20 Things you need to know about Graphene
I’m really interested in the future. As a scientist by background I like making sense of innovative and creative developments, clarity from complexity is what I strive to achieve.
Graphene is one of the strands of continuing interest for me because it combines science, technology and future orientation. The pieces of the graphene puzzle have not fallen into place yet. It is an amazing material, during the past 10 years much of its capabilities have been understood.
Looking at the hype surrounding graphene you’d be forgiven for thinking that all it needs now is some money invested and everyone will make millions – maybe. There is still more science to do and also far more technology and commercialisation than most realise, not least simply making the stuff has more challenges than people expected.
I’ve put together 20 things about graphene that might interest you; some you’ll be aware of and some might be new to you…
- You can make graphene, yes really – try this: Take an ordinary graphite pencil and draw a line on a piece of paper. Gradually reduce the pressure to make the line fainter and fainter until the pencil point leaves the paper. Somewhere along the very faintest part of that line you have drawn will be the wonder product of the moment – graphene.This experiment tells you a lot of what you need to know about graphene. It can be made from graphite, but having got some it is rather hard to do something useful with it – at the moment.
- Graphene is the thinnest material in the world, it is one atom thick, hence the term 2D material.
- This 1 atom thick layer absorbs 2% of light while this doesn’t sound much it is surprisingly quite a lot. This means you can actually see the 1 atom thick layer faintly shimmering with the naked eye. As a suspension in a liquid it looks black.
- It is 200 times stronger than steel yet far more flexible…
- It is a superb conductor of heat and electricity; it has lots of useful properties combined in one material.
- It is super-hydrophobic, it repels water so it could be used as a coating to make ships go faster, or improve the efficiency of heat exchangers.
- Graphene can be chemically modified to create graphene oxide. This material does not conduct electricity as well as graphene but becomes water loving rather than water repelling. This means it has promise in creating membranes for water purification in the future.
- To realise its full potential graphene needs to be produced in large scale. Large scale means different things to different people: To some it means producing graphene in kilogram quantities – but very small (nanometre sized) flake particles of graphene.To others it means producing larger (millimetre sized) flake particles but in microgram quantities. There is much potential for confusion when describing graphene production.

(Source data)
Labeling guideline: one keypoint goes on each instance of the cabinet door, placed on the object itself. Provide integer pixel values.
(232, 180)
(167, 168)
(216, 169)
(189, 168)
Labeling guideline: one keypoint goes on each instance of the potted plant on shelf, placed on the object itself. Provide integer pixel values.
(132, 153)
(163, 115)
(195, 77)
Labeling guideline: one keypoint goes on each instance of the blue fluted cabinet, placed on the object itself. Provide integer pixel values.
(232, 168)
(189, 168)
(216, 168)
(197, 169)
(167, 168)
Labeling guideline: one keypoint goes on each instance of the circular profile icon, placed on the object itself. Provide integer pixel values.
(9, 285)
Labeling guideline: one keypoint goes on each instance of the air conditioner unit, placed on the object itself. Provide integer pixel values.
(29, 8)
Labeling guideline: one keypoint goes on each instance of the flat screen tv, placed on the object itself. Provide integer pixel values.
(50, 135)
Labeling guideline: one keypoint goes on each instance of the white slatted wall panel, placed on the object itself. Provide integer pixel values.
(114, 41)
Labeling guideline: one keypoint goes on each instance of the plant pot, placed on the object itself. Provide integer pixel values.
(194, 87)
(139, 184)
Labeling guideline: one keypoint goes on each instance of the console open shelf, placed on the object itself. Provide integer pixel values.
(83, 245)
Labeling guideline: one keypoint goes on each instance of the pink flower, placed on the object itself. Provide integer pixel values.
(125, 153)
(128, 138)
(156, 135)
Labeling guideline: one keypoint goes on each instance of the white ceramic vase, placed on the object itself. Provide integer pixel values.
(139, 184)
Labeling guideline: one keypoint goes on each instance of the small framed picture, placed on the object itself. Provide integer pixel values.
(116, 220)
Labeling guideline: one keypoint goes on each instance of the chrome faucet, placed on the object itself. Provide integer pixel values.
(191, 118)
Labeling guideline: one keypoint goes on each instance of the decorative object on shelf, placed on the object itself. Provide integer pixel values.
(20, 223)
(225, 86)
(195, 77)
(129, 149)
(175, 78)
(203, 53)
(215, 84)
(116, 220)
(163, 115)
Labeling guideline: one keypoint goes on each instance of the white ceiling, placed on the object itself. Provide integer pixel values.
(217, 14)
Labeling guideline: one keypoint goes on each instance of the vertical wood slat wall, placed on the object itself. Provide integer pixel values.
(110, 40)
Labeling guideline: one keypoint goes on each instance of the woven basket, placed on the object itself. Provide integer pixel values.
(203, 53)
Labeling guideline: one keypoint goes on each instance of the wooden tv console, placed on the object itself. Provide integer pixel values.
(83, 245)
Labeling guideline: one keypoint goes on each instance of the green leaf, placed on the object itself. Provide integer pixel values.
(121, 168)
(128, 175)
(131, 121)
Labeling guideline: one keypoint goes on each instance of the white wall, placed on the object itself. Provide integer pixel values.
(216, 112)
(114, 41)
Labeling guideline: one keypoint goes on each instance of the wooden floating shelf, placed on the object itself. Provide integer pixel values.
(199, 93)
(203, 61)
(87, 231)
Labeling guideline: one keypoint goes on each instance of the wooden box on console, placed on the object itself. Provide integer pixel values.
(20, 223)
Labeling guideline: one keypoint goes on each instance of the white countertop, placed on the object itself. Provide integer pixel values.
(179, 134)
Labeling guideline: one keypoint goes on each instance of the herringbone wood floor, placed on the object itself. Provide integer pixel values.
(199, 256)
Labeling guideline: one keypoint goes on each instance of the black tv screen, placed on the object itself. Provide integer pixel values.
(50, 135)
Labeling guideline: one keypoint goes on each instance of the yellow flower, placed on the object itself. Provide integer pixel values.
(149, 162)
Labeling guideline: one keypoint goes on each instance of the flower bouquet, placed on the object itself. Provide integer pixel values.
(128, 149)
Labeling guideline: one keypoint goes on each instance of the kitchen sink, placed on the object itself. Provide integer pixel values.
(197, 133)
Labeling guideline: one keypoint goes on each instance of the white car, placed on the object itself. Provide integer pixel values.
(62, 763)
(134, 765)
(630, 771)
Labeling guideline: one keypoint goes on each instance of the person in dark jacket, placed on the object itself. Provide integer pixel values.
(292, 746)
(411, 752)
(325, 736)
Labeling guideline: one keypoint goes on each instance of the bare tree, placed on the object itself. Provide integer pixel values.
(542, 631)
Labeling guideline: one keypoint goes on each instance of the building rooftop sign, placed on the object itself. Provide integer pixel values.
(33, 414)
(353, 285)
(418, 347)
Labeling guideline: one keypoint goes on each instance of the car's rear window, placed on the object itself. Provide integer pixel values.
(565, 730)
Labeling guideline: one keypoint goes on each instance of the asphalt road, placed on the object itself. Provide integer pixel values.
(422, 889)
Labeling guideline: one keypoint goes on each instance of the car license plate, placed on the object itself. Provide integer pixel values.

# Set tasks
1. Answer these questions from the graphene article, one per line:
(a) How thick is graphene?
(b) What share of light does its thinnest layer absorb?
(c) Compared with graphene, how does graphene oxide behave toward water?
2. Update the part of the graphene article that opens with the words containing "20 Things you" and closes with "have been understood.", replacing "puzzle" with "jigsaw".
3. Decide whether each statement agrees with the graphene article, answering yes or no and quoting the words that settle it:
(a) Graphene is 200 times stronger than steel.
(b) Graphene oxide conducts electricity better than graphene.
(c) Graphene suspended in a liquid looks white.
The data were taken from a different source than the text.

# Responses
1.
(a) One atom thick.
(b) 2% of light.
(c) It becomes water loving rather than water repelling.

2.
20 Things you need to know about Graphene
I’m really interested in the future. As a scientist by background I like making sense of innovative and creative developments, clarity from complexity is what I strive to achieve.
Graphene is one of the strands of continuing interest for me because it combines science, technology and future orientation. The pieces of the graphene jigsaw have not fallen into place yet. It is an amazing material, during the past 10 years much of its capabilities have been understood.

3.
(a) Yes: "It is 200 times stronger than steel yet far more flexible…"
(b) No: "This material does not conduct electricity as well as graphene"
(c) No: "As a suspension in a liquid it looks black."